──────── PASSAGE TO READ ────────

It’s essential to your small or independently owned healthcare practice that you hire medical professionals who have impeccable credentials and can deliver the standard of care that your patients expect, while also keeping up with continually changing regulations.
Non-compliance can result in fines, lawsuits, or the loss of licenses—not just for your healthcare staff but for your business as well, so it’s critical that you hire skilled and trustworthy professionals. Background checks are the best way to ensure that your next hire has the qualifications, as well as the ethical and moral values, required in this well-regulated, high-risk industry.
In this article, we’ll explain why background checks are necessary for your healthcare practice, and which essential elements to include.
Making background checks an integral part of your hiring process will help protect your patients and your practice from unethical and potentially dangerous healthcare workers.
While most healthcare professionals have a calling to help others, the opportunity to work with vulnerable patients can attract candidates with questionable intentions. Hiring such applicants could put patients in harm’s way and leave your practice vulnerable to a lawsuit.
Negligence and medical malpractice lawsuits are on the rise. In 2019, healthcare practices paid in excess of $4.3 billion in medical malpractice payouts, a 9.23% jump from the previous year.
In addition, fines issued by the Health Insurance Portability and Accountability Act (HIPAA) are in the tens of millions every year. In 2014, a New York City healthcare practice was ordered to pay $387K to the Department of Health and Human Services when a staff member carelessly disclosed a patient’s HIV status, along with other protected health information, to the patient’s employer.
Your healthcare practice may be held accountable for its employees' mistakes and misconduct. A comprehensive background check is essential for protecting your patients and your business.
Background checks are an effective way to screen employees and reveal any red flags. This is especially critical in the healthcare industry as your patients’ safety depends on your organization hiring qualified and trustworthy employees.
Whether you’re recruiting medical staff or administrators, ensure the background checks you use include these 10 essential elements:
A person search uses the candidate’s social security number to establish their identity and confirm they are who they say they are. An address history trace provides all names and all addresses associated with that number.
A nationwide criminal background check searches over half a billion records to report crimes prosecuted in state and local courts. The search is also conducted with any aliases uncovered during the address history trace.

──────── EXTRACTED INFORMATION ────────

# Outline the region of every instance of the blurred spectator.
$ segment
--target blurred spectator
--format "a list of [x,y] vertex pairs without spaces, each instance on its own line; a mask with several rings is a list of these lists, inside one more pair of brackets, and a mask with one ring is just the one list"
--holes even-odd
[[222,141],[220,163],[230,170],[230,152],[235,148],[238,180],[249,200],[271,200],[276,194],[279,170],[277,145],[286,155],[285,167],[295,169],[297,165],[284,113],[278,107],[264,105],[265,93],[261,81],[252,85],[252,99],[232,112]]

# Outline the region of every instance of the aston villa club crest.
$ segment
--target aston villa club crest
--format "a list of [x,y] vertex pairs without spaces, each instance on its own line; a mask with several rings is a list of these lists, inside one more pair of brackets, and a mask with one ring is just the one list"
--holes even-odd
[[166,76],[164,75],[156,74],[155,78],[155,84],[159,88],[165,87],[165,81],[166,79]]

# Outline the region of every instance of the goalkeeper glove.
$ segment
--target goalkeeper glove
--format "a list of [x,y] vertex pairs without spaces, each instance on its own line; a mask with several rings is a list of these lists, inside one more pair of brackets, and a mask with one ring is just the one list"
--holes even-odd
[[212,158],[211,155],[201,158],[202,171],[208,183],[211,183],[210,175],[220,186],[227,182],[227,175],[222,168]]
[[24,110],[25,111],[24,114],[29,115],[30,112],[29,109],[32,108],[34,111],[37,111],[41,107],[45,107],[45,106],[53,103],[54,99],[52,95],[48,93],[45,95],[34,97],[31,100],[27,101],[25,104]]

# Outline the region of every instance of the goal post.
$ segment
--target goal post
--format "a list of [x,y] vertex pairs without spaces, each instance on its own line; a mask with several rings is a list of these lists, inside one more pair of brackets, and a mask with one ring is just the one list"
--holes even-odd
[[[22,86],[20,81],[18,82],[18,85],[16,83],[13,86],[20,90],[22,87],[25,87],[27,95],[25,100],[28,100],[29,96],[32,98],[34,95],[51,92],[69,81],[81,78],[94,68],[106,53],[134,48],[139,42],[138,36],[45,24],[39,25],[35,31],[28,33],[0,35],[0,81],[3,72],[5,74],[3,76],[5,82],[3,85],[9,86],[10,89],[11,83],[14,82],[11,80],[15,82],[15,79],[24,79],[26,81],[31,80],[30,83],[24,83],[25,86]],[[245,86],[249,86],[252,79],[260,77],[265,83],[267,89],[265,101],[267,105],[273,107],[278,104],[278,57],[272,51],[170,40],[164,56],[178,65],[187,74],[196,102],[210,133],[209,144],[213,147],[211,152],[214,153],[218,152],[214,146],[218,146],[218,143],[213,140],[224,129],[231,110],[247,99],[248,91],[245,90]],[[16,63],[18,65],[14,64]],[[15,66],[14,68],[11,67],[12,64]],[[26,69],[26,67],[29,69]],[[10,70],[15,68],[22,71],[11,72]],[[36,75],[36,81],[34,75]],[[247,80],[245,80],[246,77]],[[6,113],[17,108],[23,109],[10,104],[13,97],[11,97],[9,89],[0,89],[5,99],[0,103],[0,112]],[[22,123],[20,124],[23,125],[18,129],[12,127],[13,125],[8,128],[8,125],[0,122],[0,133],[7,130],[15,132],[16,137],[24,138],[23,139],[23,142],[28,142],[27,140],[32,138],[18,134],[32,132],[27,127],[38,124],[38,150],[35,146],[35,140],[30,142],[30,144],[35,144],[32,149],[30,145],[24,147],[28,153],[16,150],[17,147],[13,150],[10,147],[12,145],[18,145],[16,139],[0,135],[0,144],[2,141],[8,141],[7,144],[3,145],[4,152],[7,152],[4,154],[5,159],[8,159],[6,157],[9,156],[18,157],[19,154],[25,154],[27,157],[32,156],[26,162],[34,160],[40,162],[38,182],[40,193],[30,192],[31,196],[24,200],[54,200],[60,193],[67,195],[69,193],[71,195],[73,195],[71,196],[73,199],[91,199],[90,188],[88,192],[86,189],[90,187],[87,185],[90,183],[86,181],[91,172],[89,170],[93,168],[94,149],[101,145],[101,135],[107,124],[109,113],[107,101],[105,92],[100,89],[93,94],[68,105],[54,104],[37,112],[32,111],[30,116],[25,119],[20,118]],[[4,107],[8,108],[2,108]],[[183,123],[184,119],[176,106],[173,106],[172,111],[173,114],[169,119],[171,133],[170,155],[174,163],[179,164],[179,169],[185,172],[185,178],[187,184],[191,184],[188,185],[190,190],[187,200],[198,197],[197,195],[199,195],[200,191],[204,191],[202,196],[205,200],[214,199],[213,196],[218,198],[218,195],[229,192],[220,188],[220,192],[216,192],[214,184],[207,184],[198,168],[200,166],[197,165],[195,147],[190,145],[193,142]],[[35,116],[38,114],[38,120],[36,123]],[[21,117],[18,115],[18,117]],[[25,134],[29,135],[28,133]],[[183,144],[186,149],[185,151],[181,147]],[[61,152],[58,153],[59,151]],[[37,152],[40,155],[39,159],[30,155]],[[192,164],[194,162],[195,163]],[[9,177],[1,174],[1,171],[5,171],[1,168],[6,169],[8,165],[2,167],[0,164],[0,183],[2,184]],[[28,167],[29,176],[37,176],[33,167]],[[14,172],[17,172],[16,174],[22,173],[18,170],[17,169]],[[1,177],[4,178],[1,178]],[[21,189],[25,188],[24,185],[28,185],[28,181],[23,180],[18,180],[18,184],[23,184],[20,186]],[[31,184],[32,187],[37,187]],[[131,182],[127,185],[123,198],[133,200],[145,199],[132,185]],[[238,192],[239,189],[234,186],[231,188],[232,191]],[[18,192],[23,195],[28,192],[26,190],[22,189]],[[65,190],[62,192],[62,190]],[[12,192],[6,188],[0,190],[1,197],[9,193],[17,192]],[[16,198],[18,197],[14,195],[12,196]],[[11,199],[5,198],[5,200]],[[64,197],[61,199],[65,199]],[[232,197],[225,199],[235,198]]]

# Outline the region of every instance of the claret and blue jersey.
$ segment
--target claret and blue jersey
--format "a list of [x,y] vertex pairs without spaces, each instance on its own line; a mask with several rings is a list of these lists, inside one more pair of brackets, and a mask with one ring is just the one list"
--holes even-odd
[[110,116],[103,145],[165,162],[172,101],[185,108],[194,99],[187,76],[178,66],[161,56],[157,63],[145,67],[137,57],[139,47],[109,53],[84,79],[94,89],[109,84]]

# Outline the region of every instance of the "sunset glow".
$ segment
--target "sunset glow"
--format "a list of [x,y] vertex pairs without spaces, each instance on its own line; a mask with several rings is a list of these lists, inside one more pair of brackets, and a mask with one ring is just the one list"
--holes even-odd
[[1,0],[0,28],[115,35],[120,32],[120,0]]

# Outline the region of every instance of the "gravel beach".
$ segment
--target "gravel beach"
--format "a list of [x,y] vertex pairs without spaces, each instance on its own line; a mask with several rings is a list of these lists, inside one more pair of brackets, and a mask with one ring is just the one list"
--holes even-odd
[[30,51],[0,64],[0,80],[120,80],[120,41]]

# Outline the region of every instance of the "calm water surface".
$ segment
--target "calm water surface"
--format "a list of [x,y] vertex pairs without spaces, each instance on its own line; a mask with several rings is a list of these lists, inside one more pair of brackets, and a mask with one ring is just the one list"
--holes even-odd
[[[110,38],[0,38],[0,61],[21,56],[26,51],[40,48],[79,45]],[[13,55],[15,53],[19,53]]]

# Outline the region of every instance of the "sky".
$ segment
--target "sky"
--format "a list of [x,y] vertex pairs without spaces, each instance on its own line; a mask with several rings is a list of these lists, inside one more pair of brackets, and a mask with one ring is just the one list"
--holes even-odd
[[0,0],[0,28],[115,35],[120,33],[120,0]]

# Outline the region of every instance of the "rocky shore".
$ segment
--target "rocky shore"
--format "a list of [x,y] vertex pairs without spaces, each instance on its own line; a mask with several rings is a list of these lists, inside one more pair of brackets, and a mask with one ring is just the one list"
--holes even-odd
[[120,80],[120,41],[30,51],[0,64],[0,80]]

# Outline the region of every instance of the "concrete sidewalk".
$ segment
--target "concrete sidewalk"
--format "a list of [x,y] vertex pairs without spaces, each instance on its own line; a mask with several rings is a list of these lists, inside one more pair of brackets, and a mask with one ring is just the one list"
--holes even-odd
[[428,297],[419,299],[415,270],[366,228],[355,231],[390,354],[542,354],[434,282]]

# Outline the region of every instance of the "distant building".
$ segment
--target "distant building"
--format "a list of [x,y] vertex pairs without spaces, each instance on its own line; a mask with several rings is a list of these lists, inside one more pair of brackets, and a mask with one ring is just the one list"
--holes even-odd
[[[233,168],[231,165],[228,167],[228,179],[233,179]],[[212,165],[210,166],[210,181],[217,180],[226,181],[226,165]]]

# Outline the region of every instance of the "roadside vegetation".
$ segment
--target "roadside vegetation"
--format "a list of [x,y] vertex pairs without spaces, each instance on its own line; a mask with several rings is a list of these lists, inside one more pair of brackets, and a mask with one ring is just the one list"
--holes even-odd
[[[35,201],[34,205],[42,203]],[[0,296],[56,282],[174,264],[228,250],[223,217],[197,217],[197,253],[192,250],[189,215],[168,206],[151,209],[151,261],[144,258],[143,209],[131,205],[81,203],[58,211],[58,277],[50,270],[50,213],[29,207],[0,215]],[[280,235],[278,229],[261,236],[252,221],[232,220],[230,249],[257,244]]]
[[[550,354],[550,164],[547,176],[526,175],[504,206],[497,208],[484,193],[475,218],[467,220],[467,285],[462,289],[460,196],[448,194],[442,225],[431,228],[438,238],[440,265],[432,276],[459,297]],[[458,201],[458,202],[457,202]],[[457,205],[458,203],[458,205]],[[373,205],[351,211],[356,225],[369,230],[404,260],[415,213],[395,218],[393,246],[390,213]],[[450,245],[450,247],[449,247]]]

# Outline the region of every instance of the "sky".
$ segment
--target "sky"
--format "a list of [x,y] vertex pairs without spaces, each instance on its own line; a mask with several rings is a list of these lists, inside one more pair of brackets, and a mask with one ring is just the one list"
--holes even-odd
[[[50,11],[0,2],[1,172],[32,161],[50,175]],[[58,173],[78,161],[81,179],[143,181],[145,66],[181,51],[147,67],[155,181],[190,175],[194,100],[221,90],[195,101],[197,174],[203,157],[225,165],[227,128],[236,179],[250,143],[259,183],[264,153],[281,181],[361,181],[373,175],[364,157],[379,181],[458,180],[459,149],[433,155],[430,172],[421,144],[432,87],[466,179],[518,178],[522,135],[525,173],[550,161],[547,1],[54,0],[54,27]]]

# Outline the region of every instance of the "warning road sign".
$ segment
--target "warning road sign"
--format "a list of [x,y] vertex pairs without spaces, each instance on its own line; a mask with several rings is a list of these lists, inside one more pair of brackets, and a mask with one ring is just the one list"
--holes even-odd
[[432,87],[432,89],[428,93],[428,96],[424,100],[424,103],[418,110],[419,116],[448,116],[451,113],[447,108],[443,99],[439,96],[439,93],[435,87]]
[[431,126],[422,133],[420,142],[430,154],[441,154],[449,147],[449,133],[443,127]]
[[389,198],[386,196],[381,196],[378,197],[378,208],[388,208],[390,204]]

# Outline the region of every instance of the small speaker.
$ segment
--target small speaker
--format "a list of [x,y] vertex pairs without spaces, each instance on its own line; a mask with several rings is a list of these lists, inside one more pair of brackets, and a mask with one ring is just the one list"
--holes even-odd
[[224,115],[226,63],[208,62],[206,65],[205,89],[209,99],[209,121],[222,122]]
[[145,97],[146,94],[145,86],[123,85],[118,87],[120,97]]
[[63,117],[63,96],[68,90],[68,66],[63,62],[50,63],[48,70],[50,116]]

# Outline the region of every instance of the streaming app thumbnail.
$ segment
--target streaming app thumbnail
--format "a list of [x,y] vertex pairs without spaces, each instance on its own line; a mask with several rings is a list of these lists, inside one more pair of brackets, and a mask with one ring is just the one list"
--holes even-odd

────────

Please reproduce the passage of the background-check article starting with "It’s essential to" and going on through "continually changing regulations.". These lines were drawn from a separate source.

* EXPECTED OUTPUT
It’s essential to your small or independently owned healthcare practice that you hire medical professionals who have impeccable credentials and can deliver the standard of care that your patients expect, while also keeping up with continually changing regulations.